Travail demandé: Écrivez la suite du texte sur la procédure devant la Cour, en reprenant juste après sa dernière phrase.

Texte à lire:

──────

Procédure devant la Cour :
Par une requête et un mémoire enregistrés le 9 mars 2018 et le 7 novembre 2018, M. et Mme B..., représentés par Me C..., demandent à la Cour :
1°) d'annuler ce jugement du tribunal administratif de Montpellier du 8 février 2018 ;
2°) d'annuler ces arrêtés du 3 novembre 2017 ;
3°) d'enjoindre au préfet des Pyrénées-Orientales d'organiser leur retour en France dans les meilleurs délais, puis de leur délivrer une autorisation provisoire de séjour dans l'attente d'un nouvel examen de leur situation, à titre subsidiaire de lui enjoindre d'abroger ses décisions portant interdiction de retour ou d'en réduire le délai de validité ;
4°) de leur accorder l'aide juridictionnelle provisoire ;
5°) de mettre à la charge de l'Etat la somme de 1 500 euros pour chacun d'entre eux en application des dispositions de l'article L. 761-1 du code de justice administrative et de l'article 37 de la loi du 10 juillet 1991 à verser à leur avocat.
Ils soutiennent que :
- l'exécution de l'obligation de quitter le territoire qui leur a été notifiée ne rend pas leur requête sans objet ;
- les obligations de quitter le territoire sont insuffisamment motivées ;
- le préfet a commis une erreur de droit en prononçant simultanément à leur encontre une obligation de quitter le territoire sans délai et une assignation à résidence pour une durée de six mois renouvelable ;
- les obligations de quitter le territoire méconnaissent les stipulations de l'article 8 de la convention européenne de sauvegarde des droits de l'homme et des libertés fondamentales ainsi que celles du 1 de l'article 3 de la convention relative aux droits de l'enfant ;
- le préfet a commis une erreur manifeste d'appréciation en les obligeant à quitter le territoire ;
- les décisions portant désignation du pays de renvoi méconnaissent les stipulations de l'article 3 de la convention européenne de sauvegarde des droits de l'homme et des libertés fondamentales ;
- ils auraient dû disposer d'un délai de départ volontaire d'une durée minimum égale à celle de leur assignation à résidence ;
- le préfet a méconnu les dispositions de l'article L. 561-1 du code de l'entrée et du séjour des étrangers et du droit d'asile en renouvelant une troisième fois l'assignation à résidence dont ils faisaient l'objet ;
- le délai de trois ans d'interdiction de retour est excessif.
Par un mémoire en défense, enregistré le 17 octobre 2018, le préfet des Pyrénées-Orientales, représenté par Me A..., conclut au non-lieu à statuer sur la requête, subsidiairement au rejet de celle-ci, et à ce qu'une somme de 2 500 euros soit mise à la charge de M. et Mme B... au titre de l'article L. 761-1 du code de justice administrative.
Il soutient que :
- les obligations contestées de quitter le territoire ont été exécutées ;
- les moyens soulevés par M. et Mme B... ne sont pas fondés.

──────

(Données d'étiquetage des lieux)

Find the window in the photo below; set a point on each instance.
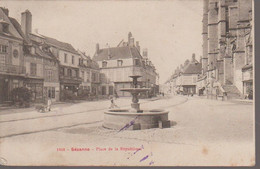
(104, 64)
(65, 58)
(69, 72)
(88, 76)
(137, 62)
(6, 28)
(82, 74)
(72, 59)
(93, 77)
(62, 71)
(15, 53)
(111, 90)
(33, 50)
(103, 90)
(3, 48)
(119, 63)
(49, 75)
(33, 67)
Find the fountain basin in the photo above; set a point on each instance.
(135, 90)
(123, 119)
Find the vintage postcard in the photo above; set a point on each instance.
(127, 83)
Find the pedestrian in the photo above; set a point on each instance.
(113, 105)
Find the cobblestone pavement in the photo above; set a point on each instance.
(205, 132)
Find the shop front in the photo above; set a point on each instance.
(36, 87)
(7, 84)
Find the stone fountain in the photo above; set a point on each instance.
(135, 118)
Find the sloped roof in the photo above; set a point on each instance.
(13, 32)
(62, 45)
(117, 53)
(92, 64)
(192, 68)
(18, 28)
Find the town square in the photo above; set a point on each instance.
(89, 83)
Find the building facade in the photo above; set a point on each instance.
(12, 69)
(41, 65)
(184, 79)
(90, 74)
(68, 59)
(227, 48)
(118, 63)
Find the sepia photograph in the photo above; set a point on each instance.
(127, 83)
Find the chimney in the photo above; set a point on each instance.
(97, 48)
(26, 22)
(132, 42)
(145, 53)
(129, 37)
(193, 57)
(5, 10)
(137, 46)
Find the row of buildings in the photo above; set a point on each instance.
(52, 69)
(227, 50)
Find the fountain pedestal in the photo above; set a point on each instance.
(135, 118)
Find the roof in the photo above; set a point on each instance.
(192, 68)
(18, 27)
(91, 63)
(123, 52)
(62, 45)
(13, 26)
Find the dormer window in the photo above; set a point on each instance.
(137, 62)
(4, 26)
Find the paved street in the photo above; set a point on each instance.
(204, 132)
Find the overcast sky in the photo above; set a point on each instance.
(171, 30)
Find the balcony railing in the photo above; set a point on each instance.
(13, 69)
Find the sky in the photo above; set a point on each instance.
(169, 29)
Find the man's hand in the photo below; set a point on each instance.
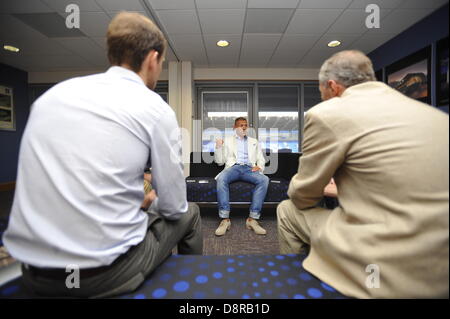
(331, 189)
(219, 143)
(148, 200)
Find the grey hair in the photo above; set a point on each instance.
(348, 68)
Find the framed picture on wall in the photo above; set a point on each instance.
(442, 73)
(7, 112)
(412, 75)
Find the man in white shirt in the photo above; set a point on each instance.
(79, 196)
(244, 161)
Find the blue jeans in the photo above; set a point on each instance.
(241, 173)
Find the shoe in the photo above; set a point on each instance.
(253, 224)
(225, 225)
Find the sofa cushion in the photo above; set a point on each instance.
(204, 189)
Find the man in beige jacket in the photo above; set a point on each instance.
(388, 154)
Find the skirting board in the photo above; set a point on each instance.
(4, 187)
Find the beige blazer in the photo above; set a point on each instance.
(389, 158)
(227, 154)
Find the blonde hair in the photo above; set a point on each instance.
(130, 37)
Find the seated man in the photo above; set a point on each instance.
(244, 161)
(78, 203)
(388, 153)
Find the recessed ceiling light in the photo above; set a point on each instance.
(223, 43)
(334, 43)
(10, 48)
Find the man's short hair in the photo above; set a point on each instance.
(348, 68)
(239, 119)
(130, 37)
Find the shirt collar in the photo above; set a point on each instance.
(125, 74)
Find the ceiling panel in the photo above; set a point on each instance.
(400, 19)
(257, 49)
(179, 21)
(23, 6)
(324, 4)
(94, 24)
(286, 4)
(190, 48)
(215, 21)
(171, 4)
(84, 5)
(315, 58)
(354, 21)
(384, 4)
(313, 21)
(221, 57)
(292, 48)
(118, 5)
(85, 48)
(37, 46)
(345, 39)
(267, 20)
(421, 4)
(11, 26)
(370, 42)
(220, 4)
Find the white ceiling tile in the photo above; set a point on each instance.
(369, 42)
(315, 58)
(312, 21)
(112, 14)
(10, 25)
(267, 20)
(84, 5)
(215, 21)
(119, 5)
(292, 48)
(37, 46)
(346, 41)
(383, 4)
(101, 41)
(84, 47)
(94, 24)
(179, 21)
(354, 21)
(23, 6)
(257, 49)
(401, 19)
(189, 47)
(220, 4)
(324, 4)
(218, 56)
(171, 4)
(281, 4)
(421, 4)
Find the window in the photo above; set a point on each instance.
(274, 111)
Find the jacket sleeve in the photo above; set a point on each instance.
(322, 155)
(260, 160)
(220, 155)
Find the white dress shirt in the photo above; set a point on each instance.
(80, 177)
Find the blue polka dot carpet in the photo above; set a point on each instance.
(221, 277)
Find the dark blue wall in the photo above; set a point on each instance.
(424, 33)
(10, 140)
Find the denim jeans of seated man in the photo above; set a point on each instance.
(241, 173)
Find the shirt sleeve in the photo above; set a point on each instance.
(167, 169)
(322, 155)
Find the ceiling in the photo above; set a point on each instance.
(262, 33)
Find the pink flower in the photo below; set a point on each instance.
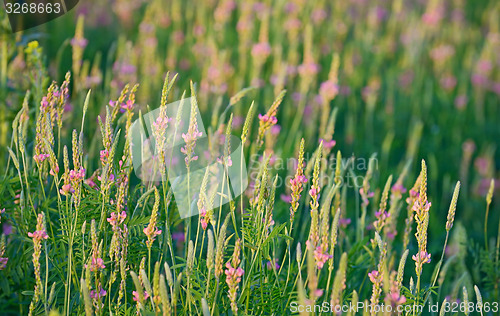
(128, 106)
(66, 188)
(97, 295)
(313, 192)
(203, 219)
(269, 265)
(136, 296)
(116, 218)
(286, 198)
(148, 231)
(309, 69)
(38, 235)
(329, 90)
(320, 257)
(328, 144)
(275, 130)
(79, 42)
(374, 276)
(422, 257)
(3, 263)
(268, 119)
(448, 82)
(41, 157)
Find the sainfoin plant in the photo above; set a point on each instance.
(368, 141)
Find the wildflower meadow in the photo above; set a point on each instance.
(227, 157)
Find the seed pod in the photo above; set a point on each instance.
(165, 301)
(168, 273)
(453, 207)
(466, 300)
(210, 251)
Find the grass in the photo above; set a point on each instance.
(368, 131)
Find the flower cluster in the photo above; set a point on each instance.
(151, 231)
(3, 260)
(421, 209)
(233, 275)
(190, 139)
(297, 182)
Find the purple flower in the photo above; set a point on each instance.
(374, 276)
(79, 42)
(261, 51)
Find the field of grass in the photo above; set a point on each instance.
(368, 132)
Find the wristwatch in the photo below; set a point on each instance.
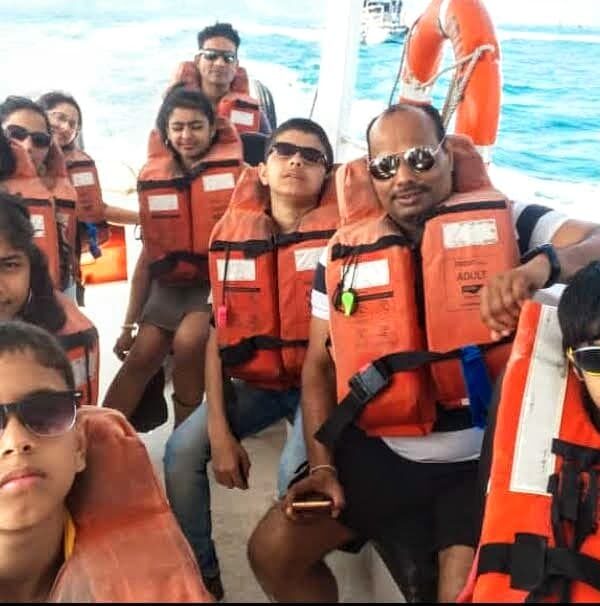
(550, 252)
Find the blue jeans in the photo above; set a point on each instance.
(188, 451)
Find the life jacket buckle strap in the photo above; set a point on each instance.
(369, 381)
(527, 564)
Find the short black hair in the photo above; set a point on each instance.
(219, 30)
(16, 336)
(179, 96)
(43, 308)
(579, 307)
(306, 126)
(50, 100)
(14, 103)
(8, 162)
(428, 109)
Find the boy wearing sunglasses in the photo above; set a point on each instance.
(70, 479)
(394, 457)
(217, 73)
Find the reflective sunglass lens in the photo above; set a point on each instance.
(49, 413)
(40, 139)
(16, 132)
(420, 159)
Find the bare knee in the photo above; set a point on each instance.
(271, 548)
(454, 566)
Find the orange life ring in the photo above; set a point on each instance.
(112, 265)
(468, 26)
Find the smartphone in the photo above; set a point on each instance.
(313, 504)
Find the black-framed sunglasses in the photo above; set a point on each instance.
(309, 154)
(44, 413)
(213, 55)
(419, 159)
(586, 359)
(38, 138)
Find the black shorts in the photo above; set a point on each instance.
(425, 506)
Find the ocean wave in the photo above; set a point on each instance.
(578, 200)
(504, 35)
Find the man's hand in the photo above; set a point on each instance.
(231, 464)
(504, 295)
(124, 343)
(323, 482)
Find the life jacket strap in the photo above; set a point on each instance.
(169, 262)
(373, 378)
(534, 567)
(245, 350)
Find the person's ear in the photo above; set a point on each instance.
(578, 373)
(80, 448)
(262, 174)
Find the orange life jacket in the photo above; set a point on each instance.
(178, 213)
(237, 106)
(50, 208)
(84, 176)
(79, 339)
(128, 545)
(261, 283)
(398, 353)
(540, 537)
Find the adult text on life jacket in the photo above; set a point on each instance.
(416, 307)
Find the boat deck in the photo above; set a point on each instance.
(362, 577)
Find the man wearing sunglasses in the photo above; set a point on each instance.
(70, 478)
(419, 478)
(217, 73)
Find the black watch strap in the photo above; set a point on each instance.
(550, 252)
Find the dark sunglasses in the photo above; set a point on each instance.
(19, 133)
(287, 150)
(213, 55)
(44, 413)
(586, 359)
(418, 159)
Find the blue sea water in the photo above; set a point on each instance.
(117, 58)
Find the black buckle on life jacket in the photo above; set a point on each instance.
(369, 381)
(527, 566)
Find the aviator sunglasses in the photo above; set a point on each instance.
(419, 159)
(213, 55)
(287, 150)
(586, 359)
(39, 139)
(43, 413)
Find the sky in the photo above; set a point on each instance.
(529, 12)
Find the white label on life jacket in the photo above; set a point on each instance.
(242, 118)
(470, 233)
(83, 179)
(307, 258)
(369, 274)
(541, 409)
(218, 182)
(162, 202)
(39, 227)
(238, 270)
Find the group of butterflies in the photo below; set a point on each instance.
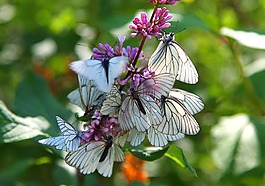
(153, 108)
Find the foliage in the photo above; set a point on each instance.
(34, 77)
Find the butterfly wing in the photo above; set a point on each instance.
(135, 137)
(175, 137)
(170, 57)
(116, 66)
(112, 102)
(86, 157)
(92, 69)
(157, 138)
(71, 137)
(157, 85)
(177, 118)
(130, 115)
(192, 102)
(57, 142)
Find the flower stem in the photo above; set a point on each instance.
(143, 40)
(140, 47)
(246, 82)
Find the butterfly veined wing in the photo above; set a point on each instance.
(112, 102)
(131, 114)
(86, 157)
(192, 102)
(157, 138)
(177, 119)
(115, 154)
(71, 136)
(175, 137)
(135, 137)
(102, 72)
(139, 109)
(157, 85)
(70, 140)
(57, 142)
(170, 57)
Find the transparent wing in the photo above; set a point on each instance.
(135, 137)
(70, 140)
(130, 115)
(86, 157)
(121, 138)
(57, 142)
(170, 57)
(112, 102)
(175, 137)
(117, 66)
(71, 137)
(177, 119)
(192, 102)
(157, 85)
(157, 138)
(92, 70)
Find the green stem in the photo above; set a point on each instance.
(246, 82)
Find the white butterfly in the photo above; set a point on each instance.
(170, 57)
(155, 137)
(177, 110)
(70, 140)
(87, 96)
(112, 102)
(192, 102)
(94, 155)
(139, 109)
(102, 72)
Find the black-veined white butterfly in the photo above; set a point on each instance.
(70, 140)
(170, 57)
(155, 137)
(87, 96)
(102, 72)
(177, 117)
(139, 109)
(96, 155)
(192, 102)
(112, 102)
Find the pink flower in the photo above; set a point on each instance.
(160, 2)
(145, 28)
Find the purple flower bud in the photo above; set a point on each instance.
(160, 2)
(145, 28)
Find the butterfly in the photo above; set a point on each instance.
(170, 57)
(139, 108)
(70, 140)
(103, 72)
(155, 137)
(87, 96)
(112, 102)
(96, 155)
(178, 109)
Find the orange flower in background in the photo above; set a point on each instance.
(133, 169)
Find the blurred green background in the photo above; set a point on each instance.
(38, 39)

──────

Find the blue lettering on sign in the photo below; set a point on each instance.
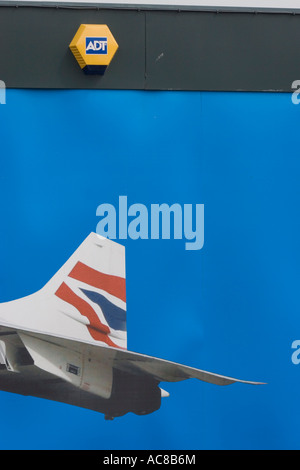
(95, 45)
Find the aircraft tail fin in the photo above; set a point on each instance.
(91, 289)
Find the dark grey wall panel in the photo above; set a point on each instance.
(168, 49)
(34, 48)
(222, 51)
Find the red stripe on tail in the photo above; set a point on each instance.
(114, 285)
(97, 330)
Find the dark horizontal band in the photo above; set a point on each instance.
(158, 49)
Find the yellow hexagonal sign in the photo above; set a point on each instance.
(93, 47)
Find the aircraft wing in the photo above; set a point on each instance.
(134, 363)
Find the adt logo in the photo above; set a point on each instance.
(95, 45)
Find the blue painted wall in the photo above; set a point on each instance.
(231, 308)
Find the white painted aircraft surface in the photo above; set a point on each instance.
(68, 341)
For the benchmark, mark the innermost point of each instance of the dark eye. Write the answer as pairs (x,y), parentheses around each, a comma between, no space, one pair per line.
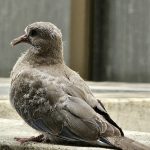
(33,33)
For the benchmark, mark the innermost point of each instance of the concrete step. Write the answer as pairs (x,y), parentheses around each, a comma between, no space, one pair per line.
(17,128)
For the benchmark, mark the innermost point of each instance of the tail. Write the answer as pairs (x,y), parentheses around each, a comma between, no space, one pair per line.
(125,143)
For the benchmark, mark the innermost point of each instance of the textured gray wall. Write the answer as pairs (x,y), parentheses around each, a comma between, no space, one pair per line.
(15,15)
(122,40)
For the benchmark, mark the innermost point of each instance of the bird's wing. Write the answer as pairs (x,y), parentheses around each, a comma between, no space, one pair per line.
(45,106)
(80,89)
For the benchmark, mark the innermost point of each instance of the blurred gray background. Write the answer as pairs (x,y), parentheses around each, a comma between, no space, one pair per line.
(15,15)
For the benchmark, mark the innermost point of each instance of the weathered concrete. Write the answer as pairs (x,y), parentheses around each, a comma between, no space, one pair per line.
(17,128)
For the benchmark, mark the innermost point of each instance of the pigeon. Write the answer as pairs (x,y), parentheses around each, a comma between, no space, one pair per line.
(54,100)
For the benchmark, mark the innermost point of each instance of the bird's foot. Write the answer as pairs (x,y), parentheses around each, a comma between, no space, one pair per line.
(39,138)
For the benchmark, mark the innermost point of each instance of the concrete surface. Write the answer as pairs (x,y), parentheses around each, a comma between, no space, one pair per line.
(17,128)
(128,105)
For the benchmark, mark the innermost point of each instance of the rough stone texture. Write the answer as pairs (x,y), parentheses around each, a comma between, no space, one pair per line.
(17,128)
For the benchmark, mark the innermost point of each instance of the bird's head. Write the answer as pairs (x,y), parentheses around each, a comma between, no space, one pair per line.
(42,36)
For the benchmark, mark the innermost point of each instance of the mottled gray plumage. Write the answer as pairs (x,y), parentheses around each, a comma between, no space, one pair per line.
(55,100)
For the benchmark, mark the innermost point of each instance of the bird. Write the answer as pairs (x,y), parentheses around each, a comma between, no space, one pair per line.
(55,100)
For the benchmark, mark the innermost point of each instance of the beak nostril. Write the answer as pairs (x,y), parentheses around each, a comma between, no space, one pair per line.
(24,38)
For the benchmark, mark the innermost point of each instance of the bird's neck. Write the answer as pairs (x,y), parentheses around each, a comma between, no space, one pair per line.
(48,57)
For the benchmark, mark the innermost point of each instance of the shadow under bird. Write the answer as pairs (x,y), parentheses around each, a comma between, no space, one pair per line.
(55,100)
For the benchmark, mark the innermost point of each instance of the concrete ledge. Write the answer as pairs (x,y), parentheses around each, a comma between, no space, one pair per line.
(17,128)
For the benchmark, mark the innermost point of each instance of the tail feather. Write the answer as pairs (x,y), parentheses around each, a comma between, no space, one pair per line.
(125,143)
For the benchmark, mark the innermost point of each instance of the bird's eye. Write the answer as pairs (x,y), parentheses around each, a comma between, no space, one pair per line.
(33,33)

──────

Résultat obtenu:
Par ordonnance du 9 juillet 2019, la clôture de l'instruction a été fixée au 6 août 2019 à 12 heures.
M. et Mme B... ont été admis au bénéfice de l'aide juridictionnelle totale par décisions du 25 mai 2018.
Vu les autres pièces du dossier.
Vu :
- la convention européenne de sauvegarde des droits de l'homme et des libertés fondamentales du 4 novembre 1950,
- la convention relative aux droits de l'enfant signée à New York le 26 janvier 1990 ;
- le code de l'entrée et du séjour des étrangers et du droit d'asile ;
- la loi n° 91-647 du 10 juillet 1991 ;
- le code de justice administrative.
Le président de la formation de jugement a dispensé le rapporteur public, sur sa proposition, de prononcer des conclusions à l'audience.
Les parties ont été régulièrement averties du jour de l'audience.
A été entendu au cours de l'audience publique le rapport de M. D....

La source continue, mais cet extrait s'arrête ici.